▸ Conjunto de dados

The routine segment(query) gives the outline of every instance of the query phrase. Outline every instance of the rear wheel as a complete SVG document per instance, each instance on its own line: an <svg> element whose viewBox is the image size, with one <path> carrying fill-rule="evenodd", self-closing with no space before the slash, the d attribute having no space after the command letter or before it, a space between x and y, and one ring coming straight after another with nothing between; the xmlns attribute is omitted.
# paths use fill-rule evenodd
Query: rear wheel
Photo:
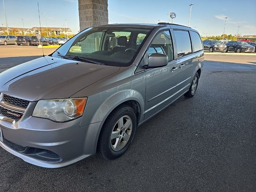
<svg viewBox="0 0 256 192"><path fill-rule="evenodd" d="M101 131L98 153L104 158L118 158L127 150L136 130L134 110L129 105L118 107L108 117Z"/></svg>
<svg viewBox="0 0 256 192"><path fill-rule="evenodd" d="M241 52L241 49L240 48L238 48L236 50L237 53L240 53Z"/></svg>
<svg viewBox="0 0 256 192"><path fill-rule="evenodd" d="M199 75L197 72L194 77L193 81L192 81L192 83L191 83L190 87L189 88L189 90L184 95L185 96L188 97L192 97L195 95L196 91L196 89L197 89L197 86L198 85L199 79Z"/></svg>

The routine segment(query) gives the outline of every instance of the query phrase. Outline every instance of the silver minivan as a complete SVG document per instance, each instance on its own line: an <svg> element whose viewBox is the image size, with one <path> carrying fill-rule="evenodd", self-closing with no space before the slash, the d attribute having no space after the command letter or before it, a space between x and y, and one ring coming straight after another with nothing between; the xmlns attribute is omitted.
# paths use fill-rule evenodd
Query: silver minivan
<svg viewBox="0 0 256 192"><path fill-rule="evenodd" d="M198 32L184 26L88 28L0 74L0 146L47 168L96 152L116 159L140 125L194 95L204 55Z"/></svg>
<svg viewBox="0 0 256 192"><path fill-rule="evenodd" d="M14 35L0 35L0 45L16 45L17 37Z"/></svg>

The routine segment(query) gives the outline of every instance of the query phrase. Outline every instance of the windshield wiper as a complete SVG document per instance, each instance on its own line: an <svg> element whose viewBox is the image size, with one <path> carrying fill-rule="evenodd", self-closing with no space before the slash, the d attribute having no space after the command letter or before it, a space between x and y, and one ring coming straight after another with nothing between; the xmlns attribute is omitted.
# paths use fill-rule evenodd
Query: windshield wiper
<svg viewBox="0 0 256 192"><path fill-rule="evenodd" d="M58 51L55 51L57 52L58 54L58 55L59 56L60 56L62 58L64 59L69 59L71 60L80 60L80 61L85 61L86 62L89 62L91 63L94 63L95 64L98 64L98 65L104 65L104 63L101 63L100 62L98 62L97 61L94 61L93 60L91 60L90 59L86 59L86 58L84 58L83 57L80 57L79 56L64 56L61 54Z"/></svg>

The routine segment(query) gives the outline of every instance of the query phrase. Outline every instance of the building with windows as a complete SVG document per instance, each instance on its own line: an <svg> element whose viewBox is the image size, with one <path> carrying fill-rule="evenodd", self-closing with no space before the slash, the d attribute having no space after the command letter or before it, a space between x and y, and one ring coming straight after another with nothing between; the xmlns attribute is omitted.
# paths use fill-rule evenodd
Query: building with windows
<svg viewBox="0 0 256 192"><path fill-rule="evenodd" d="M63 34L65 35L69 35L72 34L72 32L70 28L64 27L33 27L32 28L20 28L18 27L8 27L9 32L12 33L14 32L17 35L27 35L33 34L34 35L38 35L41 34L42 30L42 32L47 34L48 31L49 35L54 35L55 36L60 35L61 34ZM3 34L5 32L7 32L6 27L0 27L0 34Z"/></svg>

▸ Instruções da tarefa
Transcreva, sem mudar nada, as linhas dos registros que começam na linha com "of the windshield" e seguem até o fim dos registros, incluindo a primeira e a última.

▸ Solução do problema
The routine segment(query) gives the outline of every instance of the query phrase. Outline every instance of the windshield wiper as a complete SVG document per instance, each instance on its own line: an <svg> element whose viewBox is the image size, with one <path> carrying fill-rule="evenodd", self-closing with no space before the slash, the d attribute having no space after the command letter or before it, a space between x and y, and one ring coming straight after another with nothing between; the xmlns attribute is omitted.
# paths use fill-rule evenodd
Query: windshield wiper
<svg viewBox="0 0 256 192"><path fill-rule="evenodd" d="M58 51L55 51L57 52L58 54L58 55L59 56L60 56L62 58L64 59L69 59L71 60L80 60L80 61L85 61L86 62L89 62L91 63L94 63L95 64L98 64L98 65L104 65L104 63L101 63L100 62L98 62L97 61L94 61L93 60L91 60L90 59L86 59L86 58L84 58L83 57L80 57L79 56L64 56L61 54Z"/></svg>

The routine segment(query) gives the outline of every instance of the query phrase. Outline every instance of the building with windows as a complete SVG document per instance, each instance on its own line: an <svg> element whose viewBox is the image size, with one <path> carrying fill-rule="evenodd", self-closing with no space before the slash, the d attribute having no space after the command letter or before it, a space between x and y, and one ring coming straight after another with nothing between; the xmlns attribute is omitted.
# paths use fill-rule evenodd
Query: building with windows
<svg viewBox="0 0 256 192"><path fill-rule="evenodd" d="M63 34L65 35L69 35L72 34L72 32L70 28L64 27L33 27L32 28L20 28L18 27L8 27L9 32L12 33L14 32L17 35L27 35L33 34L34 35L38 35L41 34L42 30L42 32L47 34L48 31L49 35L54 35L55 36L60 35L61 34ZM3 34L5 32L7 32L6 27L0 27L0 34Z"/></svg>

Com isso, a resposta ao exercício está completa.